** EXERCISE DETAILS **
Please return each line of the entries below that contains the word "logo", copied unchanged.

** EXTRACTED ENTRIES **

____________________

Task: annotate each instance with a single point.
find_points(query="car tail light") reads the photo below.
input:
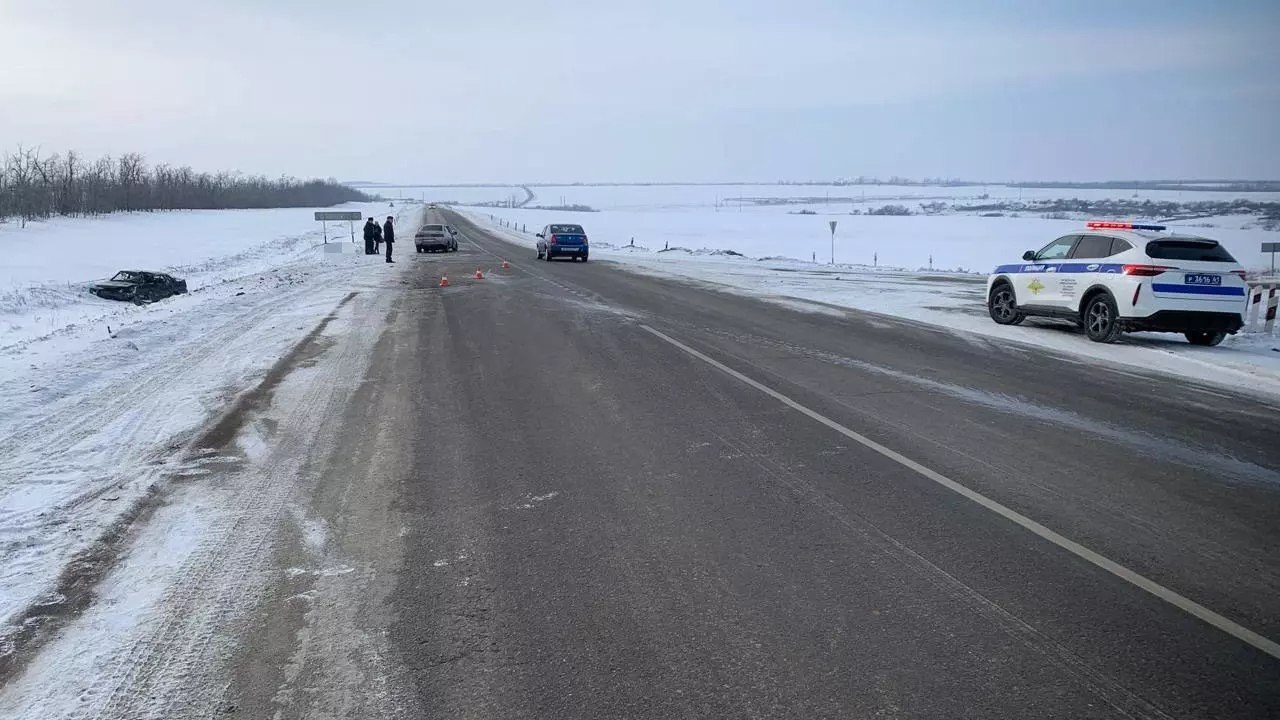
(1146, 270)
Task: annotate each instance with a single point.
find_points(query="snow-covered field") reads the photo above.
(99, 400)
(882, 263)
(705, 218)
(48, 265)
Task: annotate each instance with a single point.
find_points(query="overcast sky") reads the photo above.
(736, 90)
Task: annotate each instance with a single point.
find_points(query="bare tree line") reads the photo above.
(33, 186)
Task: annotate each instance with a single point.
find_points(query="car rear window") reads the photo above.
(1193, 250)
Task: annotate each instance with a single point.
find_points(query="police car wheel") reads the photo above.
(1004, 306)
(1100, 319)
(1205, 337)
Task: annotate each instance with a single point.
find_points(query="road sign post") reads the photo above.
(324, 217)
(1272, 247)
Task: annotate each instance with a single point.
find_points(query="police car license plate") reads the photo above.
(1202, 279)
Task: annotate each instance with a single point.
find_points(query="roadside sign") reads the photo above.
(323, 215)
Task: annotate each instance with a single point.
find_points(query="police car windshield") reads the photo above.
(1193, 250)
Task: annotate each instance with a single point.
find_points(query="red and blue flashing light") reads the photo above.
(1110, 226)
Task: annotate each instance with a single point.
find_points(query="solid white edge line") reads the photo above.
(1152, 587)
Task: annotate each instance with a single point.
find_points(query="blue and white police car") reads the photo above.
(1118, 277)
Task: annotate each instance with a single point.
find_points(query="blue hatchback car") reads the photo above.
(562, 241)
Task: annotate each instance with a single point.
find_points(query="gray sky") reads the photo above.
(748, 90)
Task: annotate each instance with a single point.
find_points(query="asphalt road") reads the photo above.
(579, 492)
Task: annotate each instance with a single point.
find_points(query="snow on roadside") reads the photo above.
(90, 422)
(954, 301)
(48, 265)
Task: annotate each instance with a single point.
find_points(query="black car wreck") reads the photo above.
(138, 287)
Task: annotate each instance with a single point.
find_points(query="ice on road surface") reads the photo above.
(694, 244)
(92, 422)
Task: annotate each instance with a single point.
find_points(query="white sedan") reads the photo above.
(1119, 277)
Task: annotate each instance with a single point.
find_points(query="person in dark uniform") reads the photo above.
(389, 237)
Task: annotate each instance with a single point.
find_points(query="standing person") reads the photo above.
(389, 237)
(370, 246)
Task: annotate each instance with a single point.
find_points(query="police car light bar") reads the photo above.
(1105, 226)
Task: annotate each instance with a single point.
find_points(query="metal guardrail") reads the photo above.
(1262, 294)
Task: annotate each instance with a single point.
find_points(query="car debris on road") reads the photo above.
(138, 286)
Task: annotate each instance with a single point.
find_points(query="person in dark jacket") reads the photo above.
(389, 237)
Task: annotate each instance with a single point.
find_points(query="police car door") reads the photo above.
(1040, 282)
(1087, 264)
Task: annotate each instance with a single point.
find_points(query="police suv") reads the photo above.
(1119, 277)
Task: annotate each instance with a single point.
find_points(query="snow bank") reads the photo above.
(91, 420)
(48, 265)
(954, 301)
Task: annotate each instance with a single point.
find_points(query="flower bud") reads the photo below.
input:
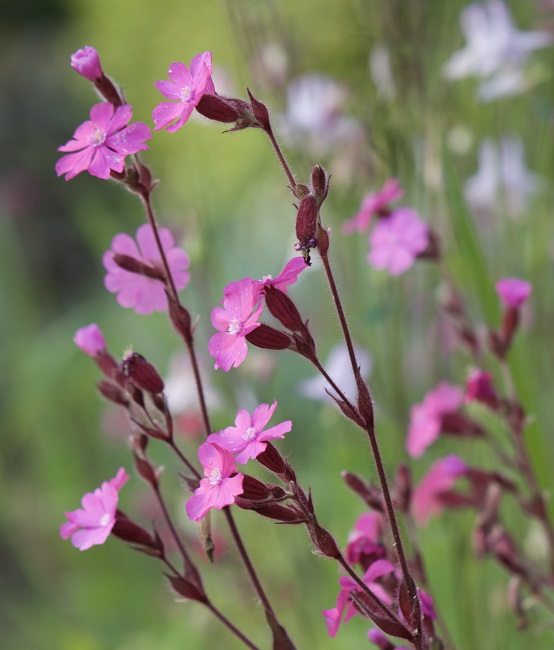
(141, 373)
(87, 63)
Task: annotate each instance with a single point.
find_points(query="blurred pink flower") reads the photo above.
(101, 144)
(187, 87)
(87, 63)
(426, 497)
(426, 417)
(234, 320)
(365, 540)
(92, 524)
(221, 485)
(248, 437)
(397, 240)
(513, 292)
(373, 204)
(142, 293)
(334, 616)
(90, 340)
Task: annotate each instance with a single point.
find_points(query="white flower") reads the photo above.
(496, 51)
(501, 171)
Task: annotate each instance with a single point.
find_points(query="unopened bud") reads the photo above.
(269, 338)
(141, 373)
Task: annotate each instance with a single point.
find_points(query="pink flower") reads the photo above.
(426, 418)
(187, 87)
(365, 541)
(101, 144)
(373, 204)
(397, 240)
(426, 497)
(234, 321)
(221, 485)
(92, 524)
(513, 292)
(334, 616)
(142, 293)
(248, 438)
(87, 63)
(90, 340)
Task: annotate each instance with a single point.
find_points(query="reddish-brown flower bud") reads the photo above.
(133, 265)
(260, 112)
(306, 219)
(269, 338)
(141, 373)
(284, 310)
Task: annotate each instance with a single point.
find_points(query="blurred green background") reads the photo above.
(226, 199)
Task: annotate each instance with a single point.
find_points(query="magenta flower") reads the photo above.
(142, 293)
(426, 417)
(372, 204)
(234, 320)
(365, 540)
(248, 437)
(397, 240)
(221, 485)
(334, 617)
(101, 144)
(90, 340)
(87, 63)
(426, 497)
(513, 292)
(187, 87)
(92, 524)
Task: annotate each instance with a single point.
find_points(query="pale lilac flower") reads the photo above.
(373, 204)
(496, 51)
(426, 417)
(221, 485)
(426, 497)
(238, 316)
(87, 63)
(338, 367)
(90, 340)
(397, 240)
(502, 181)
(248, 438)
(334, 617)
(142, 293)
(187, 87)
(92, 524)
(101, 144)
(513, 292)
(365, 540)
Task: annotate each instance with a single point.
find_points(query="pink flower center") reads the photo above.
(215, 477)
(249, 434)
(235, 326)
(186, 94)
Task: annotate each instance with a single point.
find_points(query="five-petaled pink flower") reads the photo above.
(334, 617)
(426, 417)
(513, 292)
(221, 485)
(397, 240)
(90, 340)
(142, 293)
(101, 144)
(373, 204)
(92, 524)
(234, 320)
(187, 87)
(427, 497)
(248, 437)
(87, 63)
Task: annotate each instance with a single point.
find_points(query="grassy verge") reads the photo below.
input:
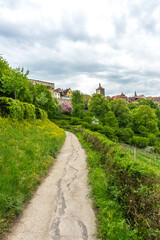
(111, 222)
(130, 187)
(26, 153)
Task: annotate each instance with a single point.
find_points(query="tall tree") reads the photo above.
(13, 80)
(122, 112)
(145, 120)
(44, 100)
(77, 104)
(98, 105)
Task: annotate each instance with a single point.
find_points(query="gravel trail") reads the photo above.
(60, 209)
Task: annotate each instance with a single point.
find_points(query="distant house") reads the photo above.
(100, 90)
(122, 96)
(67, 93)
(58, 93)
(49, 85)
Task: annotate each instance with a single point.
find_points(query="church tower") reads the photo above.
(100, 90)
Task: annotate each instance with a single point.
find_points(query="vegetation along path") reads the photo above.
(61, 209)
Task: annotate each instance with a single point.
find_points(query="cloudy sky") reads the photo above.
(81, 43)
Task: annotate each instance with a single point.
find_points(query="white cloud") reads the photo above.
(78, 44)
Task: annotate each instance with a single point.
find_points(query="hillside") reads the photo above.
(26, 153)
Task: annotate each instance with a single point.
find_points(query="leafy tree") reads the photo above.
(27, 94)
(145, 120)
(86, 100)
(98, 105)
(67, 107)
(132, 106)
(122, 112)
(44, 100)
(110, 119)
(13, 80)
(149, 102)
(77, 104)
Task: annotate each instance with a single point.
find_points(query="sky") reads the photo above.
(78, 44)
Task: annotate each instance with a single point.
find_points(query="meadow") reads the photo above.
(125, 191)
(27, 151)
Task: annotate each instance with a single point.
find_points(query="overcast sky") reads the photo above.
(81, 43)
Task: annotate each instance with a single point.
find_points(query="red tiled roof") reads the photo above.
(99, 87)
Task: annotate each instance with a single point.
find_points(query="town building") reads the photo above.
(49, 85)
(67, 93)
(100, 90)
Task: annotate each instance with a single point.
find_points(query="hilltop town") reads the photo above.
(66, 94)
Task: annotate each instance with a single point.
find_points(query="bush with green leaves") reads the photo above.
(75, 121)
(29, 111)
(140, 142)
(12, 108)
(40, 113)
(131, 183)
(124, 134)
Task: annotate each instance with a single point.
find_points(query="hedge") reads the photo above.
(20, 110)
(131, 183)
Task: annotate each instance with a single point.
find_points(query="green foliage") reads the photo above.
(75, 121)
(20, 110)
(149, 102)
(141, 142)
(44, 100)
(130, 183)
(145, 117)
(122, 112)
(111, 223)
(13, 80)
(12, 108)
(77, 104)
(132, 106)
(29, 111)
(107, 131)
(98, 105)
(41, 114)
(26, 153)
(124, 134)
(110, 119)
(27, 94)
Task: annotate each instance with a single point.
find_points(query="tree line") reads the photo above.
(136, 123)
(14, 83)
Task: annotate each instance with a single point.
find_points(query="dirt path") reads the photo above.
(60, 209)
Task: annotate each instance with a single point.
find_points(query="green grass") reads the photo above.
(111, 222)
(152, 160)
(26, 153)
(130, 187)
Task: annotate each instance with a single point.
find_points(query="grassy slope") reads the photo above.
(26, 153)
(111, 222)
(124, 191)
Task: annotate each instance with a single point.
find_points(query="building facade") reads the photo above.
(49, 85)
(100, 90)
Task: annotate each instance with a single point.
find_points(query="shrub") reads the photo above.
(41, 114)
(107, 131)
(125, 134)
(29, 111)
(75, 121)
(12, 108)
(67, 107)
(152, 139)
(141, 142)
(130, 183)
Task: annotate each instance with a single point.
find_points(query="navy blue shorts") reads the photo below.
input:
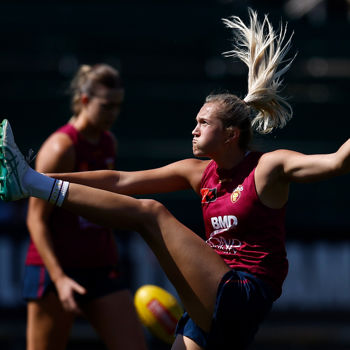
(243, 301)
(98, 281)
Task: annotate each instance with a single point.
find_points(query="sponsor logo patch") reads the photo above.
(208, 195)
(236, 194)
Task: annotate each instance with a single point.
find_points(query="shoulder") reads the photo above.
(271, 165)
(191, 165)
(193, 169)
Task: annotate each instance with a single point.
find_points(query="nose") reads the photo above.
(195, 131)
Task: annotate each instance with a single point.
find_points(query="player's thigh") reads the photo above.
(48, 324)
(114, 318)
(183, 343)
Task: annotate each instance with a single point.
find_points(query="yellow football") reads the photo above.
(158, 310)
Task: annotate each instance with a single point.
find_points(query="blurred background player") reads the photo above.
(72, 264)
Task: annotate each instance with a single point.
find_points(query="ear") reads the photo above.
(232, 134)
(84, 99)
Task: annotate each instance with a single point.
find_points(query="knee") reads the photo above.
(152, 212)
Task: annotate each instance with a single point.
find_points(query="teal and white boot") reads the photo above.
(13, 166)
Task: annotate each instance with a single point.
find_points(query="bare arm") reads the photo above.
(56, 154)
(276, 170)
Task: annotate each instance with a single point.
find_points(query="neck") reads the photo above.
(90, 133)
(230, 159)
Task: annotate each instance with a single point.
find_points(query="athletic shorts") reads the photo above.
(97, 281)
(242, 303)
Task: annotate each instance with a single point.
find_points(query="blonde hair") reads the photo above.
(88, 78)
(263, 50)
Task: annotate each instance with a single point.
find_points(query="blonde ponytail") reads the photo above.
(263, 50)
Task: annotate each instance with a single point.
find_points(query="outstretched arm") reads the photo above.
(276, 170)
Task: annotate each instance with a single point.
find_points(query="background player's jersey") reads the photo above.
(78, 242)
(248, 235)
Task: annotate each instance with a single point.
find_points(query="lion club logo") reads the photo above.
(236, 194)
(208, 195)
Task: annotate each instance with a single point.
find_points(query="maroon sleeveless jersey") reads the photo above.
(78, 242)
(248, 235)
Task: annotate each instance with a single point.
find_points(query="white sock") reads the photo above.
(45, 187)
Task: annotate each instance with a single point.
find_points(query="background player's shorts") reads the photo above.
(98, 281)
(242, 303)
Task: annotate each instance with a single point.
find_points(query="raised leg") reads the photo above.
(191, 265)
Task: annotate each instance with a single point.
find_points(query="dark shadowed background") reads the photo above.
(169, 56)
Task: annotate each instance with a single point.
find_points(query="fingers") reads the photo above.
(66, 289)
(78, 288)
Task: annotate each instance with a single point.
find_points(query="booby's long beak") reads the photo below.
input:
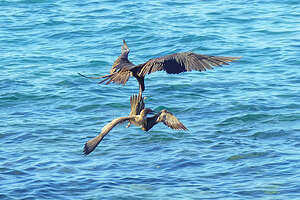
(151, 111)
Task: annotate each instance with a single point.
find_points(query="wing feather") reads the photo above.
(137, 104)
(182, 62)
(170, 120)
(93, 143)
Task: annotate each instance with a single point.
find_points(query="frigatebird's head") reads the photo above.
(125, 49)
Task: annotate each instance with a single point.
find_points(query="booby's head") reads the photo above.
(147, 111)
(124, 49)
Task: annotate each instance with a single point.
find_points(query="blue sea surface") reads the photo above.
(243, 119)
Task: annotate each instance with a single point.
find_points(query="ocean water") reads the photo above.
(243, 119)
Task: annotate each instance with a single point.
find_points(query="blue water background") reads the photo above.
(244, 119)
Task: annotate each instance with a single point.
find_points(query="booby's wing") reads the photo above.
(170, 120)
(182, 62)
(137, 104)
(93, 143)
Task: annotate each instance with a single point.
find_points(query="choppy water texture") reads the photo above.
(244, 119)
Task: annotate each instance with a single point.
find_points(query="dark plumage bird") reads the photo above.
(175, 63)
(138, 117)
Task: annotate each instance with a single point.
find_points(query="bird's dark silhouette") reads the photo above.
(138, 117)
(175, 63)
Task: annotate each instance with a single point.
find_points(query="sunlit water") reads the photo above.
(244, 119)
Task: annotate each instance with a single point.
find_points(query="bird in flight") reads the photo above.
(138, 117)
(176, 63)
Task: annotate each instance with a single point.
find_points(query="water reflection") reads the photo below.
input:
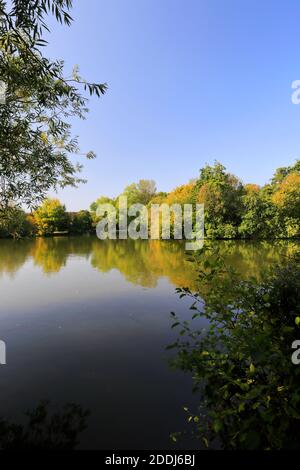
(140, 262)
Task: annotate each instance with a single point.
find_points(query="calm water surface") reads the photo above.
(88, 321)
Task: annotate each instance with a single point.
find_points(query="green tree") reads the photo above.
(35, 131)
(51, 217)
(16, 223)
(81, 222)
(221, 193)
(141, 192)
(241, 361)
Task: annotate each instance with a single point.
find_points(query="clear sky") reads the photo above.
(190, 81)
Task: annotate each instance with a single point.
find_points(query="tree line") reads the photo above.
(233, 210)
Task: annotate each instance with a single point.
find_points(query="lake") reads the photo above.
(88, 321)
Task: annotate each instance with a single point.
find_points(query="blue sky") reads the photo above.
(190, 81)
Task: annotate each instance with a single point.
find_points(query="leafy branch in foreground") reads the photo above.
(35, 131)
(240, 359)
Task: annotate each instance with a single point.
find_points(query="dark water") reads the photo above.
(88, 321)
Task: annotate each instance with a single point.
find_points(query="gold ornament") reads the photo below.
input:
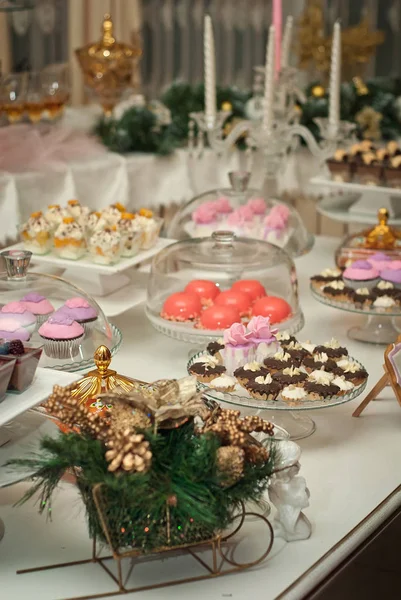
(358, 43)
(226, 106)
(381, 237)
(107, 66)
(360, 86)
(128, 452)
(318, 91)
(369, 120)
(230, 462)
(102, 379)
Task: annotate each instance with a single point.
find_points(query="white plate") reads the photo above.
(15, 404)
(87, 264)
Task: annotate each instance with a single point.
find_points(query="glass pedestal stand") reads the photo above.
(381, 329)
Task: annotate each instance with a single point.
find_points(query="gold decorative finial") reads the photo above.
(102, 379)
(381, 237)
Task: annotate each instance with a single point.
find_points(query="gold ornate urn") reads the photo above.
(107, 66)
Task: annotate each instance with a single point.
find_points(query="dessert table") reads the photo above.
(348, 464)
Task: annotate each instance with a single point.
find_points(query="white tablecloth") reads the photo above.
(135, 180)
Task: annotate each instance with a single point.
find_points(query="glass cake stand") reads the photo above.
(378, 327)
(290, 418)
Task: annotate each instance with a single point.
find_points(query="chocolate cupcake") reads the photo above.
(249, 371)
(277, 362)
(290, 375)
(206, 371)
(263, 388)
(326, 276)
(333, 349)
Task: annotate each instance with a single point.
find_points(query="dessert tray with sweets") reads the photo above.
(256, 368)
(371, 287)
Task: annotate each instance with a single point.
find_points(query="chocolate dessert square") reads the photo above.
(24, 368)
(6, 371)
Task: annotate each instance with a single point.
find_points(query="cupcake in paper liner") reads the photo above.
(36, 234)
(18, 312)
(79, 310)
(69, 239)
(61, 336)
(131, 233)
(150, 226)
(38, 305)
(105, 246)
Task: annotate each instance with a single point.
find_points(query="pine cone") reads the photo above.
(230, 463)
(128, 452)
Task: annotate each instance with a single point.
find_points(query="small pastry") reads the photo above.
(249, 371)
(363, 298)
(345, 385)
(206, 290)
(132, 239)
(206, 371)
(352, 371)
(223, 383)
(293, 395)
(333, 349)
(78, 212)
(105, 246)
(326, 276)
(263, 387)
(384, 304)
(69, 239)
(361, 274)
(36, 234)
(181, 307)
(277, 362)
(55, 215)
(112, 214)
(291, 375)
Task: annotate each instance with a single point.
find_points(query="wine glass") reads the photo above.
(56, 89)
(13, 95)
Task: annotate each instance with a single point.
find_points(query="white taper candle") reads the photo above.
(335, 79)
(287, 40)
(268, 104)
(210, 71)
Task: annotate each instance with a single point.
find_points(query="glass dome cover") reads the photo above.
(246, 213)
(224, 260)
(16, 283)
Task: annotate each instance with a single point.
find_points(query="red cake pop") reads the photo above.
(206, 290)
(252, 287)
(272, 306)
(181, 307)
(238, 300)
(219, 317)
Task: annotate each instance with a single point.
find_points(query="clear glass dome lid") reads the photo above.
(49, 312)
(245, 212)
(199, 287)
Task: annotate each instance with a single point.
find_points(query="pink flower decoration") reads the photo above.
(237, 335)
(204, 214)
(257, 205)
(223, 206)
(260, 329)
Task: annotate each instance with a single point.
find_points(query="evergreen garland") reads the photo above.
(183, 468)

____________________

** TASK ANSWER **
find_points(query="sponsor logo patch") reads the photo above.
find_points(query="lion club logo") reads the photo above.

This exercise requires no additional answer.